* GIVEN INSTRUCTION *
From the commit diff, list every header file that is included from the lldb/Symbol directory.

* DOCUMENT TEXT *
***

Merge pull request swiftlang#9386 from felipepiovezan/felipe/unwind_through_unwind

[lldb][swift] Use assembly unwinders to recover async registers

Author: felipepiovezan

lldb/source/Plugins/LanguageRuntime/Swift/SwiftLanguageRuntime.cpp

@@ -37,9 +37,11 @@
 #include "lldb/Interpreter/CommandObject.h"
 #include "lldb/Interpreter/CommandObjectMultiword.h"
 #include "lldb/Interpreter/CommandReturnObject.h"
+#include "lldb/Symbol/FuncUnwinders.h"
 #include "lldb/Symbol/Function.h"
 #include "lldb/Symbol/VariableList.h"
 #include "lldb/Target/RegisterContext.h"
+#include "lldb/Target/UnwindLLDB.h"
 #include "lldb/Utility/LLDBLog.h"
 #include "lldb/Utility/Log.h"
 #include "lldb/Utility/OptionParsing.h"

***

* EXTRACTED DATA *
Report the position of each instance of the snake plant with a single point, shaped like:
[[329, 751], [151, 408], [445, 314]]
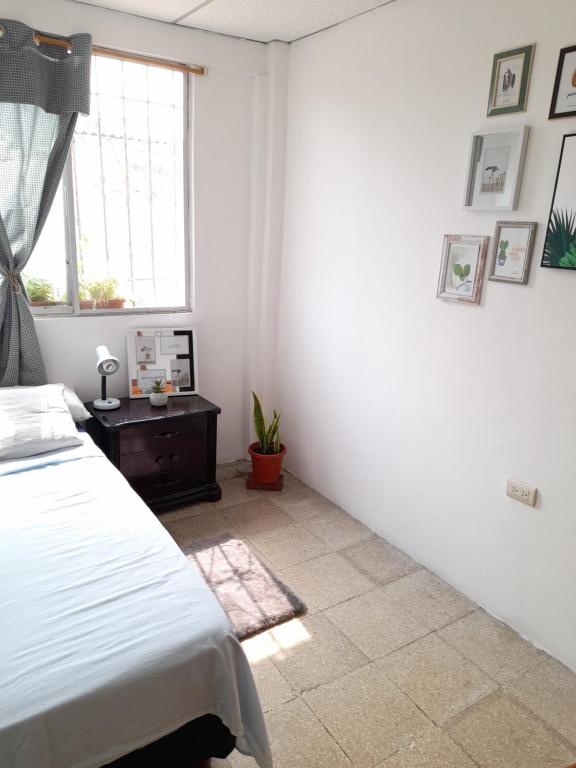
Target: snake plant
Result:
[[268, 434]]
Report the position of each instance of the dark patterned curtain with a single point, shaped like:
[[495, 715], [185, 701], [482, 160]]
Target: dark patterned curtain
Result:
[[42, 90]]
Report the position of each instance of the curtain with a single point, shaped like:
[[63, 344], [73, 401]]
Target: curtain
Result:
[[42, 90]]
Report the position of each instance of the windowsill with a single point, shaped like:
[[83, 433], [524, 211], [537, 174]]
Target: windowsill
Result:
[[38, 313]]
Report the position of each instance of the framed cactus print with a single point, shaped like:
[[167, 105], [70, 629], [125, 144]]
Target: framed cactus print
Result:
[[462, 268], [512, 251], [560, 244], [510, 79], [564, 95]]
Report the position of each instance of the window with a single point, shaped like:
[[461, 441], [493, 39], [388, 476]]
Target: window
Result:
[[116, 237]]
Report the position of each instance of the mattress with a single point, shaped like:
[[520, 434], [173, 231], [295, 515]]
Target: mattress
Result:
[[109, 638]]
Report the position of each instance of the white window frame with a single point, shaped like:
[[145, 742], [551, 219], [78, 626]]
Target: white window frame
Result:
[[72, 309]]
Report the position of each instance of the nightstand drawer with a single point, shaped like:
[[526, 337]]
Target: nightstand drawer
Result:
[[158, 435], [188, 462], [159, 487]]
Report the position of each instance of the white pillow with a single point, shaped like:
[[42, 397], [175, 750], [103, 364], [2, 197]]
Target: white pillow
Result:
[[35, 420], [75, 405]]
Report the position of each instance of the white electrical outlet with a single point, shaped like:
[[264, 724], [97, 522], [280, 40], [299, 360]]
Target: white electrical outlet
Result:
[[521, 491]]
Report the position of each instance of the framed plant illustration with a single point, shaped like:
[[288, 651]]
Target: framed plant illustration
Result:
[[495, 169], [462, 269], [510, 79], [512, 251], [167, 355], [560, 245], [564, 95]]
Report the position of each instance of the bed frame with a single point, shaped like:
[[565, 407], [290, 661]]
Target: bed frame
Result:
[[191, 745]]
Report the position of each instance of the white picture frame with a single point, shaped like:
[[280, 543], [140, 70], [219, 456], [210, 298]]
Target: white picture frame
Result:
[[495, 167], [512, 249], [166, 354]]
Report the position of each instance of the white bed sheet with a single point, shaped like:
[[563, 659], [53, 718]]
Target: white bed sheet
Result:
[[109, 638]]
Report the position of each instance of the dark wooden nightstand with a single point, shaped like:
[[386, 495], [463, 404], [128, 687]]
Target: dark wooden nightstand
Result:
[[168, 454]]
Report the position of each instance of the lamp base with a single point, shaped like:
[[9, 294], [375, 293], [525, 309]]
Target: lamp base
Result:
[[106, 405]]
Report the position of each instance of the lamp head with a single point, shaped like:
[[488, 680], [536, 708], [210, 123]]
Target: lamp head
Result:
[[107, 364]]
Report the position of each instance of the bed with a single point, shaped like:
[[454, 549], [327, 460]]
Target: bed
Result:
[[109, 638]]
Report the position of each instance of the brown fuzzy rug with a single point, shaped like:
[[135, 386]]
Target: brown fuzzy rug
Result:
[[251, 595]]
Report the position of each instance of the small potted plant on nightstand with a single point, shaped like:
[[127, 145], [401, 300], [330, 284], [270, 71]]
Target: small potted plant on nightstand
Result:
[[158, 397], [267, 453]]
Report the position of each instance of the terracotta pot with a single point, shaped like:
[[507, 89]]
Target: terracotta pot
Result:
[[266, 467]]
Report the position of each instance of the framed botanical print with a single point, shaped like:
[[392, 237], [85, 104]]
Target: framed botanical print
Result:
[[462, 268], [495, 169], [510, 80], [167, 355], [564, 95], [560, 244], [512, 251]]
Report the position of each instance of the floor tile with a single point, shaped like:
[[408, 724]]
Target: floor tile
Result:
[[367, 715], [293, 483], [325, 581], [236, 760], [492, 646], [337, 529], [276, 641], [429, 599], [324, 656], [228, 471], [191, 529], [376, 624], [498, 734], [234, 492], [273, 688], [191, 510], [255, 517], [288, 545], [379, 560], [434, 749], [298, 739], [549, 690], [435, 676], [303, 504]]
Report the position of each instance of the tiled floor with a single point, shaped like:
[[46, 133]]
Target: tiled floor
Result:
[[391, 667]]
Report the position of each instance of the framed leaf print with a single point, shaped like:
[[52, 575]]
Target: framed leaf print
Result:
[[462, 268], [560, 244]]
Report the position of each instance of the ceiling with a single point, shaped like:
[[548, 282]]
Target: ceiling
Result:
[[262, 20]]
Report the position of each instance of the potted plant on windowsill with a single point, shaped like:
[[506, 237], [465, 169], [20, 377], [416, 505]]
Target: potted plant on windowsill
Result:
[[40, 292], [268, 452], [158, 397], [104, 294]]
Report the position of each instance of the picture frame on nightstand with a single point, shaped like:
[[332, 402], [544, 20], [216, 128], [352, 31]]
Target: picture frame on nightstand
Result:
[[168, 355]]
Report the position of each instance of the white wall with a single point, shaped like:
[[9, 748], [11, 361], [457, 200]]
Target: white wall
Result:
[[225, 143], [407, 411]]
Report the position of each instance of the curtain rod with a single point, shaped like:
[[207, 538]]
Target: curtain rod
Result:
[[112, 54]]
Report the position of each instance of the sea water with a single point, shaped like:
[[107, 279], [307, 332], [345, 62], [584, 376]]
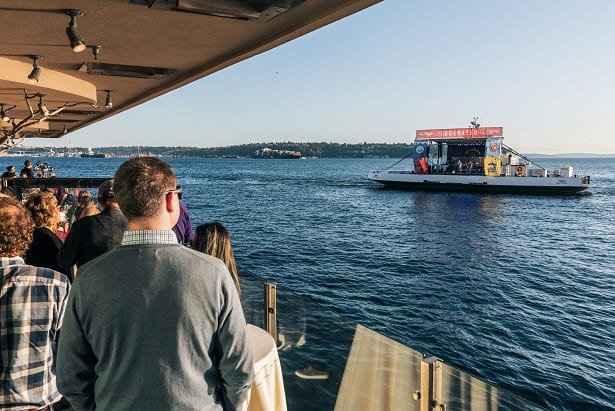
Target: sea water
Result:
[[517, 290]]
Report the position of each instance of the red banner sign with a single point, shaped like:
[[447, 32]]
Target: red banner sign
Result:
[[451, 133]]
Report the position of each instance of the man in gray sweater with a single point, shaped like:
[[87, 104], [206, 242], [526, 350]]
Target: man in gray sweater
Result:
[[151, 324]]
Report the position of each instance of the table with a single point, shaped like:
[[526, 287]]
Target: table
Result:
[[267, 392]]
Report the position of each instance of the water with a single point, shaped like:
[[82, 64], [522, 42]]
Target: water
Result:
[[518, 290]]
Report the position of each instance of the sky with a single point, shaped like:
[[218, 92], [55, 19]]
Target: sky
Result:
[[543, 70]]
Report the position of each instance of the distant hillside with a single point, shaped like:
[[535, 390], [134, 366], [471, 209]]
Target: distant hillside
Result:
[[321, 150]]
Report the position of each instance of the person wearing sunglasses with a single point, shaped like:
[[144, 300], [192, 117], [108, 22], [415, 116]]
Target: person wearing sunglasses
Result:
[[151, 324]]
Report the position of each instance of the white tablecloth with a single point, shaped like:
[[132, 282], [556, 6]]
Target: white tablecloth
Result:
[[267, 392]]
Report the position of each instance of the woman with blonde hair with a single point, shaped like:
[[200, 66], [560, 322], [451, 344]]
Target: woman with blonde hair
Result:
[[214, 239], [43, 251]]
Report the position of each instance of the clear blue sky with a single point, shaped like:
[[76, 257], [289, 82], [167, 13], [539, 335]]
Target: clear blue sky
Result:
[[544, 70]]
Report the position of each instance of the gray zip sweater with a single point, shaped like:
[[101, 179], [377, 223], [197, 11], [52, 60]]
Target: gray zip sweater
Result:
[[154, 327]]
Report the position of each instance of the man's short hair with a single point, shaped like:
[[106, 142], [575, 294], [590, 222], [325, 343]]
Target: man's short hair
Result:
[[16, 228], [139, 186], [105, 192]]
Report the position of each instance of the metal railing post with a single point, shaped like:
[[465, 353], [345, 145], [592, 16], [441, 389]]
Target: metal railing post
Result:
[[270, 308], [431, 385]]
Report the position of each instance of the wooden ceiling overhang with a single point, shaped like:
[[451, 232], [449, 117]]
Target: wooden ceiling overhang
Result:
[[136, 50]]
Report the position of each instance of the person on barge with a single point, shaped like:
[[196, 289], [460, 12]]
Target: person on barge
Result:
[[9, 173], [151, 324]]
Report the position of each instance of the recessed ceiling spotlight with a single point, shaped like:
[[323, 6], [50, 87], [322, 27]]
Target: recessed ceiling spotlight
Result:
[[36, 70], [108, 101], [76, 42]]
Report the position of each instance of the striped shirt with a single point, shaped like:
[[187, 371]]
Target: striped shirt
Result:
[[32, 305], [134, 237]]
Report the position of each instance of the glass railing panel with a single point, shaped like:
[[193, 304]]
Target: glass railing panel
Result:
[[461, 391], [380, 374]]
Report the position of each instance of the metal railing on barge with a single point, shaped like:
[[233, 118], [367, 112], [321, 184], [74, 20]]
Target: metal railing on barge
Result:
[[330, 362]]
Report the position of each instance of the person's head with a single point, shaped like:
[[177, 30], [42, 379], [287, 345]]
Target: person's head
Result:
[[143, 186], [84, 198], [106, 196], [214, 239], [16, 228], [88, 211], [43, 207]]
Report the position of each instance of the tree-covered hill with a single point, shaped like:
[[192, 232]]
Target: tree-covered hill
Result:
[[321, 150]]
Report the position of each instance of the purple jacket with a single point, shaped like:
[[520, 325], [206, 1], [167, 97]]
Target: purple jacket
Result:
[[183, 228]]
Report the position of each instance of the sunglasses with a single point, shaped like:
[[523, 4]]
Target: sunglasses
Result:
[[177, 190]]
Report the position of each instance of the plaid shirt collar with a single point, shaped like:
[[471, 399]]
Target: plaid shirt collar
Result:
[[135, 237]]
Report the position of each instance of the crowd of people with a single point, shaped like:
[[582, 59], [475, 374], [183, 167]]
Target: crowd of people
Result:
[[118, 306]]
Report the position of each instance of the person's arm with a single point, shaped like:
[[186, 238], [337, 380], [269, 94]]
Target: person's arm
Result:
[[75, 375], [234, 348]]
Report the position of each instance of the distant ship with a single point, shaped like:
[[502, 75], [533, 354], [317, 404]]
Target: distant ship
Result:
[[91, 154], [269, 153], [476, 160]]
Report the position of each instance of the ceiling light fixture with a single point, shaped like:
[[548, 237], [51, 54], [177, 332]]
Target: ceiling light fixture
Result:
[[96, 52], [36, 70], [76, 42], [108, 101], [41, 105], [3, 115]]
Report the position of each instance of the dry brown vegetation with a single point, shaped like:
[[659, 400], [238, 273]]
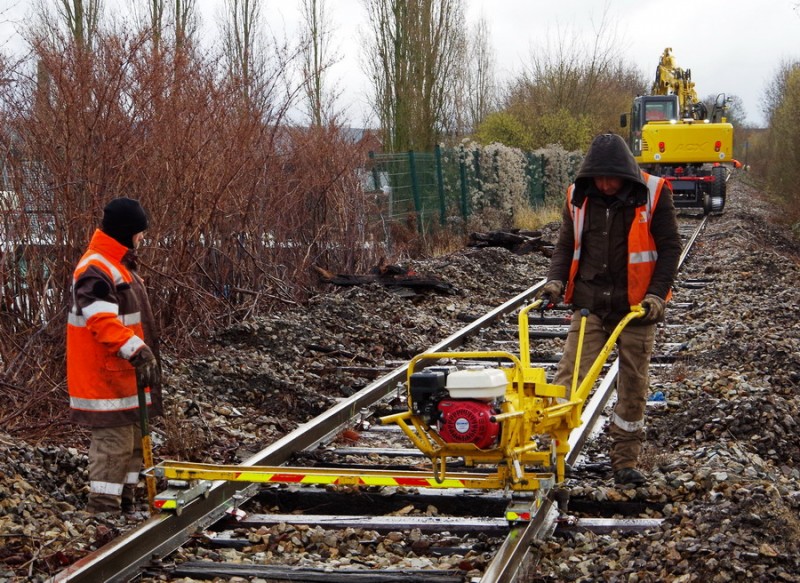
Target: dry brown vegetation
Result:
[[240, 203]]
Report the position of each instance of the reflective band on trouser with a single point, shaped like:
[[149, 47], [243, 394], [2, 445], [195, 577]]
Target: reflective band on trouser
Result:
[[126, 319], [643, 257], [629, 426], [107, 404], [106, 488]]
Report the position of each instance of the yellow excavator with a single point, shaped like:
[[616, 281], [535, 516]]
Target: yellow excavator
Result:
[[673, 135]]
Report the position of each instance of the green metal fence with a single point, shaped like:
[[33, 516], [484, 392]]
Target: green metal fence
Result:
[[437, 187]]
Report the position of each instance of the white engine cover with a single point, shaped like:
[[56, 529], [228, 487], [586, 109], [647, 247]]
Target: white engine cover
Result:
[[477, 382]]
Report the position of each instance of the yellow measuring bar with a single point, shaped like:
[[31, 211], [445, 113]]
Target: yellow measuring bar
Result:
[[172, 470]]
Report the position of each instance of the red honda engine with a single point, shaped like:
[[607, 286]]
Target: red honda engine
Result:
[[468, 421]]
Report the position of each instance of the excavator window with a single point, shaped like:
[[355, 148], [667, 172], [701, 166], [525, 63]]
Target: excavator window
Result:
[[655, 112]]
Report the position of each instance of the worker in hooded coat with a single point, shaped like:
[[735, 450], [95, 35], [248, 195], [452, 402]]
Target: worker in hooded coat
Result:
[[618, 246], [112, 348]]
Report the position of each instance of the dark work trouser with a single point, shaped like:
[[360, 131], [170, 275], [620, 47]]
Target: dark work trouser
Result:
[[635, 347]]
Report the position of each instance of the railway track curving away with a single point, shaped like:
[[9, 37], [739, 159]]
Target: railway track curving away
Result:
[[473, 546], [723, 486]]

***

* RESPONSE TO THIS EXERCISE *
- lldb/Symbol/FuncUnwinders.h
- lldb/Symbol/Function.h
- lldb/Symbol/VariableList.h